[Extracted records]
# # # # #
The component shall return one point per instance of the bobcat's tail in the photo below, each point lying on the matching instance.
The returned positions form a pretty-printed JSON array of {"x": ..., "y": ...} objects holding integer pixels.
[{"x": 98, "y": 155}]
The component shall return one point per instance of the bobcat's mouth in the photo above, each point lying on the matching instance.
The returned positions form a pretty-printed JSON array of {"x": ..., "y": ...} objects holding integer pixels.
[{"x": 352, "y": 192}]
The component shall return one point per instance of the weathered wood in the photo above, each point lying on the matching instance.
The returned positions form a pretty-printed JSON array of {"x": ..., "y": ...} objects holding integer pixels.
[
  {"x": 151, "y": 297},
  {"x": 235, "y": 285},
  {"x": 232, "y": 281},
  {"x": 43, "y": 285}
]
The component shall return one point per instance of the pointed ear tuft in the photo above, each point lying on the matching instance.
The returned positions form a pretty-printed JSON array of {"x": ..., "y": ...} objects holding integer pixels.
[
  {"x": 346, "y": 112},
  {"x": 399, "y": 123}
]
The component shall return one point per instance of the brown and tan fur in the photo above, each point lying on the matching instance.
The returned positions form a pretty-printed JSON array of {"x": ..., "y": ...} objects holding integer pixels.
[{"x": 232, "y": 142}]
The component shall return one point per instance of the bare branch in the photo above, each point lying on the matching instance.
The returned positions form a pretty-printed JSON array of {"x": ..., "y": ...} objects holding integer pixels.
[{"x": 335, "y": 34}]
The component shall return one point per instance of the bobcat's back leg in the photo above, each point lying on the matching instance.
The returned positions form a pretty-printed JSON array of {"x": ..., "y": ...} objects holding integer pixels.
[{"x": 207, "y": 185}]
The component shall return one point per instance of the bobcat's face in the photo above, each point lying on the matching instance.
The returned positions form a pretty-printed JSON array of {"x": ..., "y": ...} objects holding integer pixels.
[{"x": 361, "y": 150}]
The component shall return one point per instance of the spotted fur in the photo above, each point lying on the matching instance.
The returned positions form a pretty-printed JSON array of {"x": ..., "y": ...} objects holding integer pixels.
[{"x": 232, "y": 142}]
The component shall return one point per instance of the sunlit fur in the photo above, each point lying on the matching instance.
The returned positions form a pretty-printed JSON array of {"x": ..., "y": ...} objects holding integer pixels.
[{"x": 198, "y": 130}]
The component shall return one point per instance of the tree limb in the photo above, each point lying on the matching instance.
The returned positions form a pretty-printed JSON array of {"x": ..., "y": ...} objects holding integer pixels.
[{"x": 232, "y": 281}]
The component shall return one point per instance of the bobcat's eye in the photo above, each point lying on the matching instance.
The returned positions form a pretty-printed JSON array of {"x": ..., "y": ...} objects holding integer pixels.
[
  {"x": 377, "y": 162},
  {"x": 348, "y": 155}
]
# # # # #
» **Problem description**
Starting with the line that contains "The component shall return one point per instance of the bare" and going on through the last of the lines above, write those lines out again in full, requests included. Scale every x and y coordinate in the answers by 1.85 and round each to a whole number, with halves rounded up.

» **Output of the task**
The component shall return one point per instance of the bare branch in the photo above, each point lying on the matching instance.
The returned positions form a pretty-printed JSON array of {"x": ..., "y": ...} objects holding integer pixels.
[{"x": 620, "y": 63}]
The component shall return one point per instance of the bobcat's back leg in the photo above, each point lying on the matching instance.
The returned positions form a pretty-printed JSON array of {"x": ..., "y": ...} objects holding integer pixels.
[{"x": 383, "y": 342}]
The component shall return one point per instance of the bobcat's face in the photo above, each point lying on the matching instance.
The returned positions form a pretty-printed JSON array of {"x": ..., "y": ...} objects holding integer pixels.
[{"x": 668, "y": 278}]
The component shall return one point per instance of the spotted fur in the photo above, each point lying on the matching instance.
The returned positions form a pretty-printed JSON array of {"x": ..., "y": ...} objects holding integer pixels.
[{"x": 429, "y": 263}]
The component shall return one point per instance of the sunlit fur in the photo above, each point lying on the matching instance.
The returned positions form a pretty-printed JSON array of {"x": ..., "y": ...} objects holding integer pixels.
[{"x": 366, "y": 241}]
The component shall return one point per instance of the tree limb in the photo above, each point lying on the matching instance.
The returned positions form a pretty-printed JSON array of {"x": ..., "y": ...} objects holding integer pixels.
[{"x": 429, "y": 520}]
The component shall return one point per instance of the bobcat's eye in the photo above, each point lying on the matching instance.
The returned positions form a pretty-printed JSON array of {"x": ..., "y": ...} objects holding integer pixels.
[
  {"x": 697, "y": 300},
  {"x": 644, "y": 287}
]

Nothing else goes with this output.